EXERCISE PROMPT
Take each line from the entries that holds "yellow" and copy it out.

DATA TO EXAMINE
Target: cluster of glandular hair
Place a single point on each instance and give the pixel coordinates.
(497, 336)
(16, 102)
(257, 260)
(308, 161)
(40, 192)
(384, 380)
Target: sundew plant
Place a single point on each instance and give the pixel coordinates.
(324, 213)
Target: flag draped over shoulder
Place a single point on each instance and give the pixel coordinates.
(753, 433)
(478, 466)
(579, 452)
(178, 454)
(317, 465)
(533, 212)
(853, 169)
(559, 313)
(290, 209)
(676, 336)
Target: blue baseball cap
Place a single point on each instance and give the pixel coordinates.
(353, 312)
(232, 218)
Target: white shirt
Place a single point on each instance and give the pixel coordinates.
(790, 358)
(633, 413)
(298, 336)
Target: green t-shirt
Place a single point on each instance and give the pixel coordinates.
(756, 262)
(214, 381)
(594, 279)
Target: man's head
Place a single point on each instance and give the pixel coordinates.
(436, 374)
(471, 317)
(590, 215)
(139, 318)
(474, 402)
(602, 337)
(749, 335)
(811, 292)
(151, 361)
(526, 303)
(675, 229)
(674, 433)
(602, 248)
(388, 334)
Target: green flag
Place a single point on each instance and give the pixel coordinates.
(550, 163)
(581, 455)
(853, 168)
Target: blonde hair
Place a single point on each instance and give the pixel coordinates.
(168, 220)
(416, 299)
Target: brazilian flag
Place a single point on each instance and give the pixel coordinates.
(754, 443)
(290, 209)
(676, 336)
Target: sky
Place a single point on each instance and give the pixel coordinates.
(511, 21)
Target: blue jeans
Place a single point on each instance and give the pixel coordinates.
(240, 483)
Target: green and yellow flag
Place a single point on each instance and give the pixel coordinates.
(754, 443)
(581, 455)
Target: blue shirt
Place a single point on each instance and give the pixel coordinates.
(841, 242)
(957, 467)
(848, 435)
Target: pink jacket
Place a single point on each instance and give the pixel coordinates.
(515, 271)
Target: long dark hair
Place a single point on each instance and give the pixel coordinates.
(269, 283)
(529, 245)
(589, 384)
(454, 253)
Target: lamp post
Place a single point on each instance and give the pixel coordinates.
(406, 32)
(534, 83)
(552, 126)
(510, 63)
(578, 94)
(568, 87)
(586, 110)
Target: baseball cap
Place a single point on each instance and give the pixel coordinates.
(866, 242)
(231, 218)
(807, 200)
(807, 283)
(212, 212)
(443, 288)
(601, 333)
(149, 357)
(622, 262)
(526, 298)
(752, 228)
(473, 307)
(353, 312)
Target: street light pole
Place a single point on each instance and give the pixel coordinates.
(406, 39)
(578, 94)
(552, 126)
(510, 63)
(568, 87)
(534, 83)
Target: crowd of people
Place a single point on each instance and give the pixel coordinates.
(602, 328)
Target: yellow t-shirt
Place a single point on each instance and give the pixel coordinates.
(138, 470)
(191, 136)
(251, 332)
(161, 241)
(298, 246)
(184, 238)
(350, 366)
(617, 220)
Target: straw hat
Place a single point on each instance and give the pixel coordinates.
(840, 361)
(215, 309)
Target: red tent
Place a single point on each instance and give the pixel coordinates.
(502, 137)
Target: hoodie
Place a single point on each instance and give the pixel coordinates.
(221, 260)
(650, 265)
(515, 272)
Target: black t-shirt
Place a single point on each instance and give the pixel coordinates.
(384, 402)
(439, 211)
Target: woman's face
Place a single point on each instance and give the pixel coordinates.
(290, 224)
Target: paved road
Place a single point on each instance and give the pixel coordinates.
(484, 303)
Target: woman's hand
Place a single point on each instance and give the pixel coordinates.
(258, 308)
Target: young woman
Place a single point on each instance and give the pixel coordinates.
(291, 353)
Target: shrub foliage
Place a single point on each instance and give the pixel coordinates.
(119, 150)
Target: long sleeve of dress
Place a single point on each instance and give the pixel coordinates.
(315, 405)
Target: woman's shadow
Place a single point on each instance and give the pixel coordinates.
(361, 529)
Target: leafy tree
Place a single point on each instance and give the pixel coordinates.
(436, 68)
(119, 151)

EXERCISE SOLUTION
Target: green and yellow flag
Target: yellow t-shirt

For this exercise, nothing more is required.